**EXERCISE OBJECTIVE**
Find the line containing "[pin] dormer window" in the material below; copy that line and all following lines exactly.

**RECORDS SUPPLIED**
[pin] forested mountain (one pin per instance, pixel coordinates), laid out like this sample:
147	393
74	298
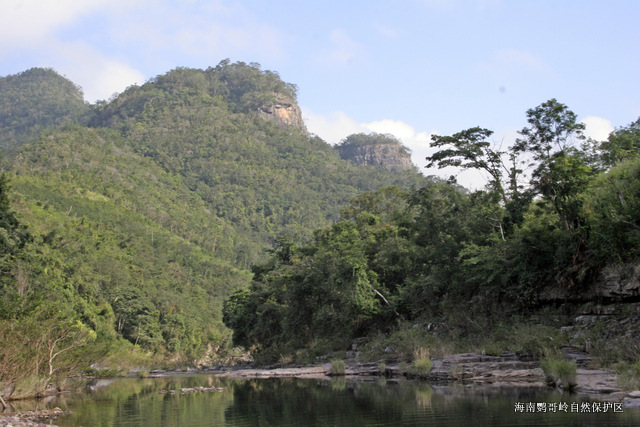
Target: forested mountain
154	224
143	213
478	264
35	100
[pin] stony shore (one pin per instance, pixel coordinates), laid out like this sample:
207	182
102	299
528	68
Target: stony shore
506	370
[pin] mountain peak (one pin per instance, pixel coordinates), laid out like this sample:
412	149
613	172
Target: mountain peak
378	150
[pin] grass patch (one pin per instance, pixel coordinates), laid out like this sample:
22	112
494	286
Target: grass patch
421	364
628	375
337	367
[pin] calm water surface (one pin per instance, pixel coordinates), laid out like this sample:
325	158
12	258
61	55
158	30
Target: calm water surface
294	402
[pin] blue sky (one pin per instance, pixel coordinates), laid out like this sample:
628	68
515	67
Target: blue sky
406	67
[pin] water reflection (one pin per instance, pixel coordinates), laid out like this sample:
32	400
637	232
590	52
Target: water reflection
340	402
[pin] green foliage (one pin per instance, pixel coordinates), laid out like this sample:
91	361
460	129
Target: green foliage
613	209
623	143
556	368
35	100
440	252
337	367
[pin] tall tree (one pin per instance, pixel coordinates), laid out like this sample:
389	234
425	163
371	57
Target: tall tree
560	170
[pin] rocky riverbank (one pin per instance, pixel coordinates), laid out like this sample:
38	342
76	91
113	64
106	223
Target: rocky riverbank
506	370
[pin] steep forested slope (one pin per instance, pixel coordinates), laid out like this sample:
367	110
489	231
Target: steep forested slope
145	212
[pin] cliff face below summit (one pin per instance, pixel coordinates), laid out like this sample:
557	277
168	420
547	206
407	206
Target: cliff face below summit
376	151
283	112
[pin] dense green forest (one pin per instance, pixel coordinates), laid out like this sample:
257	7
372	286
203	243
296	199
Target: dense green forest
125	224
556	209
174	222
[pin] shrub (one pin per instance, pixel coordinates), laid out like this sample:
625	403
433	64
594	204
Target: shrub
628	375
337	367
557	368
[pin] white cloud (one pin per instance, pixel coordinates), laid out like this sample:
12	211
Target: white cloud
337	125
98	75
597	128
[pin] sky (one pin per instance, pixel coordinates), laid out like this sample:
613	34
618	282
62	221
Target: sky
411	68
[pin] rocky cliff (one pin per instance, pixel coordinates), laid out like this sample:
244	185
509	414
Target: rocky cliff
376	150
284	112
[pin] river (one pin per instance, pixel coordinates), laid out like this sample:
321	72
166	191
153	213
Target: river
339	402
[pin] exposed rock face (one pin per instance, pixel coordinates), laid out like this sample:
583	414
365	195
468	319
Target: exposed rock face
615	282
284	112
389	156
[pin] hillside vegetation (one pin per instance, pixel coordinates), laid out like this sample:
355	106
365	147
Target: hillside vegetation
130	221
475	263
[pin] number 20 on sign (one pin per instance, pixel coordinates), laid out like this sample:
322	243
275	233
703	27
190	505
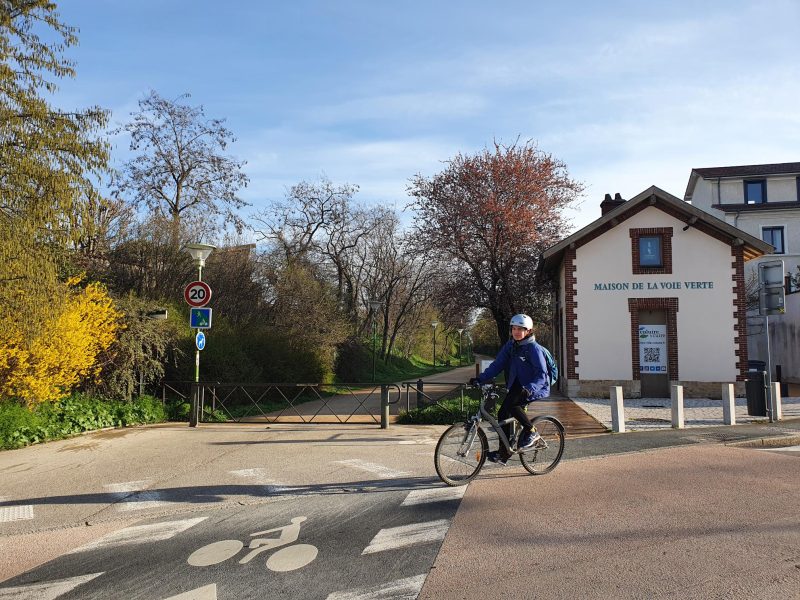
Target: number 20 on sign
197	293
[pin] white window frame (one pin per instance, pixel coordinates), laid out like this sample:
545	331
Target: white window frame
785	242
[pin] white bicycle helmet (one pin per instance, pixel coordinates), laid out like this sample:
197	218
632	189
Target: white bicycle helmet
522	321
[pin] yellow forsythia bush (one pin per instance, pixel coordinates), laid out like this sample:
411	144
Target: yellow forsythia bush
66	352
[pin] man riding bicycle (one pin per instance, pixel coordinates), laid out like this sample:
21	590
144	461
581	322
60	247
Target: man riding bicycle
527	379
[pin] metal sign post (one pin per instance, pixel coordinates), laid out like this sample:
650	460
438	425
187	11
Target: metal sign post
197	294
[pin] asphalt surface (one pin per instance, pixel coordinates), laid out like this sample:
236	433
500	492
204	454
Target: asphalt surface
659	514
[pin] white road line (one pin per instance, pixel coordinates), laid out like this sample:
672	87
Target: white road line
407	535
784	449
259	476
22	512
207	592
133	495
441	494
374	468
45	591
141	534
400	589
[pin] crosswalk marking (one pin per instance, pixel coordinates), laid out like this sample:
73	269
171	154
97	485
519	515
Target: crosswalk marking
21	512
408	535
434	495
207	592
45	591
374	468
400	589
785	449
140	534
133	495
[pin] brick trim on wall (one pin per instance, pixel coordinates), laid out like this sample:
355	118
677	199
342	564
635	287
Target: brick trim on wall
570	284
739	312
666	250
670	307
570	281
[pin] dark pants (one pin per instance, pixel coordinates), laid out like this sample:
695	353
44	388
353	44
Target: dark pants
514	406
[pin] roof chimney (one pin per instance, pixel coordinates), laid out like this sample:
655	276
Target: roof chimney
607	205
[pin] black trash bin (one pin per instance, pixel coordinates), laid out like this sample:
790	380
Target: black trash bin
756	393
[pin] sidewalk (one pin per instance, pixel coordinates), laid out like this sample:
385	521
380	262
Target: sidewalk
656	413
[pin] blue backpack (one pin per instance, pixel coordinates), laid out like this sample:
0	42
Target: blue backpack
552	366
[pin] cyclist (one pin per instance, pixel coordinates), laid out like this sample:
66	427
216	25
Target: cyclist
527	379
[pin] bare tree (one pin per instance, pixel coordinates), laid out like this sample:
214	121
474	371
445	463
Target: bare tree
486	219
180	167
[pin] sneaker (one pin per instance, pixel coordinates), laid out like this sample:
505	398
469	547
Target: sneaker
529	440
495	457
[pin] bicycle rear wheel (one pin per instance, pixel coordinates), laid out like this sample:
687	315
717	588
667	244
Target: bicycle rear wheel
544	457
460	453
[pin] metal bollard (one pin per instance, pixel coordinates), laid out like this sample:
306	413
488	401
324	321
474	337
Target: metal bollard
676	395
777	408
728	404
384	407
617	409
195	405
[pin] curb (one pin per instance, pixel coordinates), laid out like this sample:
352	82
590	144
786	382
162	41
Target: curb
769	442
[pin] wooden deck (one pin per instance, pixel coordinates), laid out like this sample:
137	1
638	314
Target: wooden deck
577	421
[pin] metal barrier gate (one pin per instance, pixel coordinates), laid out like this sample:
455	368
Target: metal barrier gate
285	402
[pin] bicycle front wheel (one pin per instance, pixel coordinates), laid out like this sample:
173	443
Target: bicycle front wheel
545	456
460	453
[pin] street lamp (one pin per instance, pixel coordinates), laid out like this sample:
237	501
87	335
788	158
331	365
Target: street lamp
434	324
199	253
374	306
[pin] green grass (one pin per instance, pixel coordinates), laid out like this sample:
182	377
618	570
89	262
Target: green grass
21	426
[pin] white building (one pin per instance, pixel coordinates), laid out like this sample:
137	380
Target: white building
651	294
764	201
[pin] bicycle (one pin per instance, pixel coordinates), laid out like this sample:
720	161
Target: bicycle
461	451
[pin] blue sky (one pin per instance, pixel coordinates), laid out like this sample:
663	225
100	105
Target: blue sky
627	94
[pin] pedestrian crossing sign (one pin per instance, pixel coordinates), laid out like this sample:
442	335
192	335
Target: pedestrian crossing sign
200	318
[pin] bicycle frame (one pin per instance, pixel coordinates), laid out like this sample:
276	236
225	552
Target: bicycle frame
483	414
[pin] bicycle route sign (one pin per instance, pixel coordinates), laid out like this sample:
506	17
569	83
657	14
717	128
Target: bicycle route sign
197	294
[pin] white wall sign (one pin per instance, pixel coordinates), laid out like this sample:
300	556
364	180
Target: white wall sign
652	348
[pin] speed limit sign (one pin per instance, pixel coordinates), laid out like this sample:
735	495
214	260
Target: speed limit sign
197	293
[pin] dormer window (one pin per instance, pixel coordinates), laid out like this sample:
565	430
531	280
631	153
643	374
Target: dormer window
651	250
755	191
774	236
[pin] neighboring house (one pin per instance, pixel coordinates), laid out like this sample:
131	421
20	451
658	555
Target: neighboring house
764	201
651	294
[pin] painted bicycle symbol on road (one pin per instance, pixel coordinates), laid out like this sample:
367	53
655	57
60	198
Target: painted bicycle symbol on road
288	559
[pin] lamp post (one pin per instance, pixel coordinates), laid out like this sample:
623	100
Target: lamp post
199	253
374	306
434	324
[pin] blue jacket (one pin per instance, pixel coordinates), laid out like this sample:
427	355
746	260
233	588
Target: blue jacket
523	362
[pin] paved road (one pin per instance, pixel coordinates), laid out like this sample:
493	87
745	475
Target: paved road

**FINAL RESULT**
[pin] dormer window (one pin per instance, pixel coordinates), laid out like this sample:
565	430
531	280
631	153
643	374
Target: dormer window
651	250
755	191
774	236
[pin] neighboring house (one pin per instance, pixel coordinates), laid out like this sample:
131	421
20	451
658	555
Target: neighboring house
764	201
651	294
[pin] painted bicycle symbol on road (one pin per instance, pixel coordinates), laid out like this sample:
367	53
655	57
60	198
Target: painted bicycle symbol on road
288	559
[pin] lamp post (one pin per instance, pixel coordinates), laid out like this sample:
623	100
Target: lamp post
199	253
374	306
434	324
[pin] blue jacket (one pin per instance, pixel coordinates), laid out like this sample:
427	355
746	260
233	588
Target: blue jacket
523	362
[pin] paved road (one pin per instance, pixel coordinates), laid out like this sample:
493	87
745	475
Target: paved road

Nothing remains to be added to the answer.